• Required work:
Copy out the entries below word for word, starting at the line that contains "TARGET = sunglasses" and continuing through the last line of the entries, including both of those lines.

• The data:
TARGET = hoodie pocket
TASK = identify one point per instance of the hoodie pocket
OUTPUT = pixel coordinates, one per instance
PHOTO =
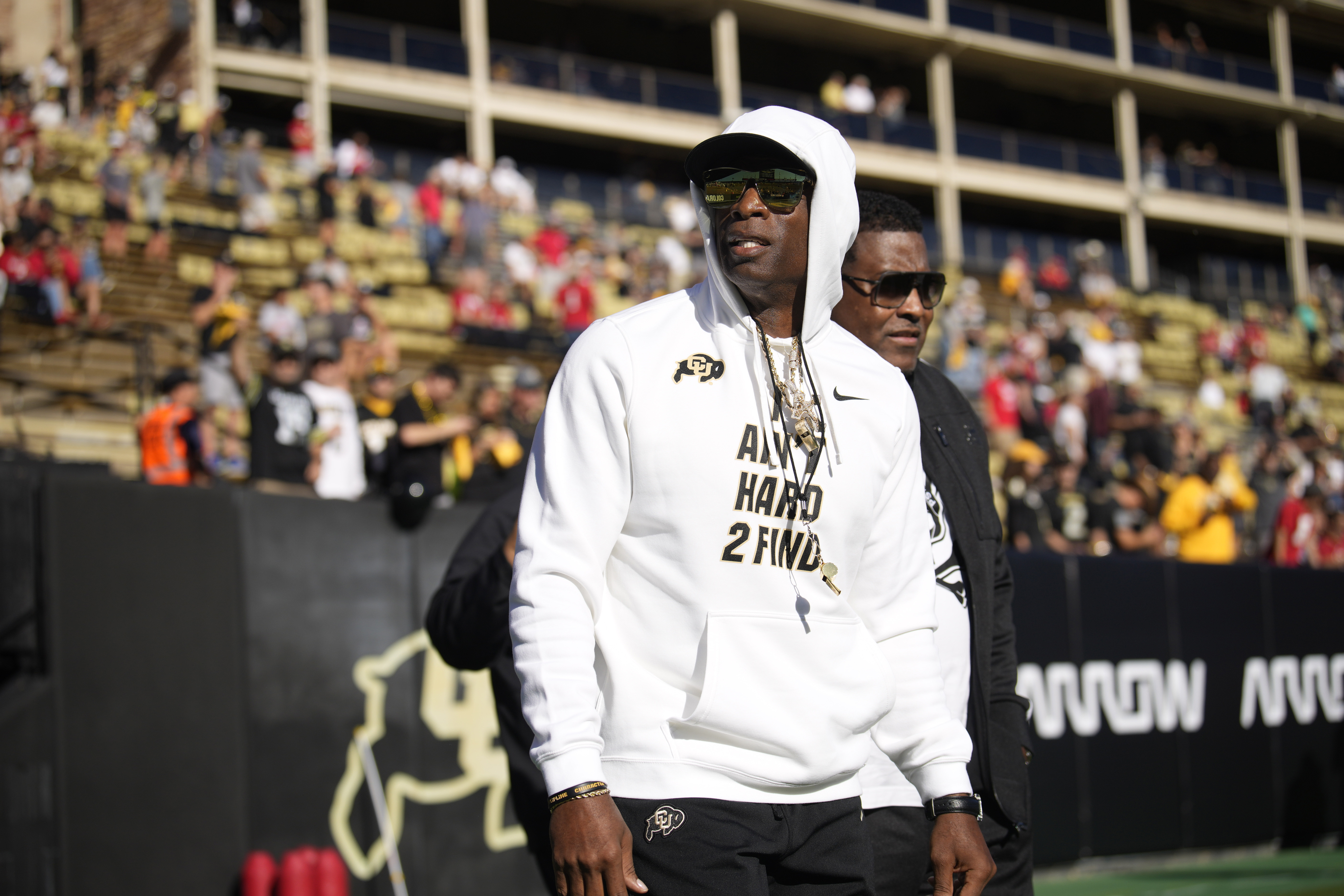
(785, 705)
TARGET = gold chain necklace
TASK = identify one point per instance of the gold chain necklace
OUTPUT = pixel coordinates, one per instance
(803, 409)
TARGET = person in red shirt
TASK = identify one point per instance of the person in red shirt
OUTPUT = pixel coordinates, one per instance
(498, 311)
(62, 276)
(468, 300)
(574, 303)
(14, 261)
(552, 242)
(26, 271)
(1330, 555)
(429, 197)
(1299, 527)
(1054, 274)
(1002, 417)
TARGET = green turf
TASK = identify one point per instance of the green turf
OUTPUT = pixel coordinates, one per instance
(1295, 872)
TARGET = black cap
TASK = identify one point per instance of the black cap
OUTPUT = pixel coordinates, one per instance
(750, 152)
(175, 378)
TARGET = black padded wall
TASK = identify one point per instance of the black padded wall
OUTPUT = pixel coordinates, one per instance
(146, 633)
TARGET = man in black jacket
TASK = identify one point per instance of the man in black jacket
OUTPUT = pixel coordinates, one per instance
(468, 625)
(889, 299)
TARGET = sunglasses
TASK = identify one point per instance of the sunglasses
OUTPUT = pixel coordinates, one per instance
(893, 288)
(779, 189)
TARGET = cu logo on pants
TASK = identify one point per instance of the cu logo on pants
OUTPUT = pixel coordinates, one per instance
(665, 819)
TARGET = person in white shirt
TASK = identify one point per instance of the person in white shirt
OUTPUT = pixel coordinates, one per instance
(342, 473)
(280, 323)
(724, 588)
(858, 97)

• Response to the exercise:
TARGET = sunglasses
TASK = identify one point per instance of the sunglasses
OUTPUT = pixel coordinates, one per instance
(893, 288)
(779, 189)
TARGET = cu logo on pants
TASK = identify one point per instance of the cu logo on pants
OUTPUT = pixel coordinates, one per instance
(665, 819)
TARGET = person in white shirt
TASK = identify one point per instance of the person in white shirt
OUTPUT = pixel coordinates, one per instance
(342, 473)
(280, 323)
(724, 588)
(858, 97)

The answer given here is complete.